**Travail demandé:**
a) D'après le texte sur le colloque, à quelle date cette rencontre s'est-elle tenue ?
b) Citez tout le passage du texte sur le colloque, depuis « Chargé d’émotions, le » jusqu'à « discriminations, Aurore Bergé. ».

**Bloc de texte:**
....

Placé sous le signe de l’interdisciplinarité, ce colloque organisé par deux unités de recherche de l’université de Caen Normandie, le CERREV (Centre de Recherche Risques et Vulnérabilités) et le LPCN (Laboratoire de psychologie de Caen Normandie), en collaboration avec le Conseil départemental du Calvados, s’est tenu s’est tenu à l’université de Caen Normandie le 10 juin 2024.

Chargé d’émotions, le phénomène est à l’heure actuelle au centre des préoccupations politiques en matière de protection de l’enfance. En 2021 est sorti le Rapport du groupe de travail sur la prostitution des mineurs sous la présidence de Catherine Champrenault ayant donné lieu au Plan national sur la prostitution des mineurs et, tout récemment (2024), la Première stratégie nationale de lutte contre le système prostitutionnel et l’exploitation sexuelle a été lancée par la ministre déléguée chargée de l’égalité entre les femmes et les hommes et la lutte contre les discriminations, Aurore Bergé.

Tous les auteurs s’accordent pour dire qu’il n’existe aucune donnée fiable sur le nombre de jeunes sexuellement exploités que ce soit en Europe (Benavente et al. 2022), aux USA (Franchino-Olsen et al. 2022) ou en Australie (Laird et al. 2020). Cependant, l’idée que le phénomène est en augmentation traverse la littérature. Le risque d’exploitation sexuelle des jeunes comme les situations avérées ont explosé depuis les années 2000 avec l’avènement d’internet et des réseaux sociaux, ce que certains ont appelé la prostitution 2.0. La prohibition de la prostitution des mineurs est rappelée à travers les textes de loi : loi du 4 mars 2002 qui stipule que le mineur en situation de prostitution est déclaré en danger et doit relever de la protection du juge des enfants, le code pénal condamne le proxénétisme et la traite des êtres humains.

....

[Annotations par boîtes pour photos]
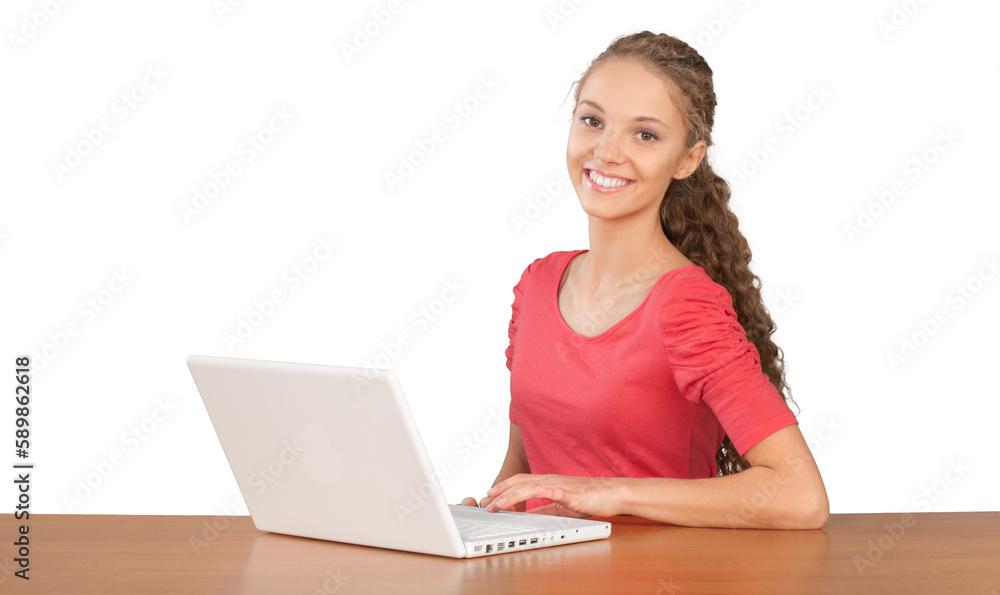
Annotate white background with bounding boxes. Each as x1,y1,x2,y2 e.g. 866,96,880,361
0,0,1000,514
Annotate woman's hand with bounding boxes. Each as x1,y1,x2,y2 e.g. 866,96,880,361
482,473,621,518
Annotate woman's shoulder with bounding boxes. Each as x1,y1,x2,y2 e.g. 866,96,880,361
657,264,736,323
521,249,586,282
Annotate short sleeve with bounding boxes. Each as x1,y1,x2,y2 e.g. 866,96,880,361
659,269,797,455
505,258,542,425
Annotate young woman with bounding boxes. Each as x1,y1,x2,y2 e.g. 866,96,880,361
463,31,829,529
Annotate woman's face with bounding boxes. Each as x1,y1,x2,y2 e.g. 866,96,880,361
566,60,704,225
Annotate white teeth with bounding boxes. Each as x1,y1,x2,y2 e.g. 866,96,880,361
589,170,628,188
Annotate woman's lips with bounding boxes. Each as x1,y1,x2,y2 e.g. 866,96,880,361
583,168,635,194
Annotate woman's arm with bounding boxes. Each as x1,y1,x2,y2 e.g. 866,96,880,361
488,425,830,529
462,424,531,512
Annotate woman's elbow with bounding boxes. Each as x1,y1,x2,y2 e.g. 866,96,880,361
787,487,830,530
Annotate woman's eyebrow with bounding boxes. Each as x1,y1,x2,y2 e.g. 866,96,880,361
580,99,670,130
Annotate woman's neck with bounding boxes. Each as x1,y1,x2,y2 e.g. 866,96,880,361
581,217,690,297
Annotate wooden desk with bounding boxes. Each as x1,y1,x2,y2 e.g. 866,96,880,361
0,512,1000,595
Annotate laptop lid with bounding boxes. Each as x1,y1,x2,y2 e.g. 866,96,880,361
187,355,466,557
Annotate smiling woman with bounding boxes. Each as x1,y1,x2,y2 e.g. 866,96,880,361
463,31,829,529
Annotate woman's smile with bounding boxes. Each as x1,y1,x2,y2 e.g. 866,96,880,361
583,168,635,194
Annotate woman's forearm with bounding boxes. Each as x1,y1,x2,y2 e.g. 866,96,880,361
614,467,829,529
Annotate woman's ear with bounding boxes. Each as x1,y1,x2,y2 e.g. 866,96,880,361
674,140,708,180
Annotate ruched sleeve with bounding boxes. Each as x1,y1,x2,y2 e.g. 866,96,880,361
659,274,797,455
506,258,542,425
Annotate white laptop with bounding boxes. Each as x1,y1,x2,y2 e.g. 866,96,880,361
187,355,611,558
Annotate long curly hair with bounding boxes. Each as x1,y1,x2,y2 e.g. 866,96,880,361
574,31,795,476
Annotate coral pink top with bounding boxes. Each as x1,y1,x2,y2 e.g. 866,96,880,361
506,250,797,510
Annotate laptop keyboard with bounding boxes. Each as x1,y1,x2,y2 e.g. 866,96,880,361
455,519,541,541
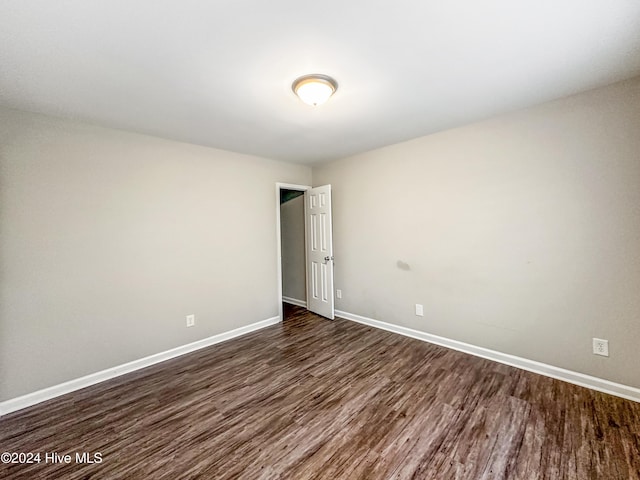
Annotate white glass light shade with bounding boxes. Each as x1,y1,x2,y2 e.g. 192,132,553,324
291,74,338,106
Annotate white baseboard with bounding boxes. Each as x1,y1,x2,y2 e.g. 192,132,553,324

....

**Corrigé:**
a) Le 10 juin 2024.

b)
Chargé d’émotions, le phénomène est à l’heure actuelle au centre des préoccupations politiques en matière de protection de l’enfance. En 2021 est sorti le Rapport du groupe de travail sur la prostitution des mineurs sous la présidence de Catherine Champrenault ayant donné lieu au Plan national sur la prostitution des mineurs et, tout récemment (2024), la Première stratégie nationale de lutte contre le système prostitutionnel et l’exploitation sexuelle a été lancée par la ministre déléguée chargée de l’égalité entre les femmes et les hommes et la lutte contre les discriminations, Aurore Bergé.